• **TASK ITEM**
Return the records exactly as they are.

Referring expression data
====
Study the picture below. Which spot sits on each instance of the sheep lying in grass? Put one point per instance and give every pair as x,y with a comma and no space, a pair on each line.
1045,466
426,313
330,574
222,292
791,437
====
• **TASK ANSWER**
Study the picture below. Which spot sits on each instance of the sheep lying in grass? Put one point per instance and give every pair as x,y with a comma and no space, a pair on each line.
1045,466
426,313
330,574
222,292
791,437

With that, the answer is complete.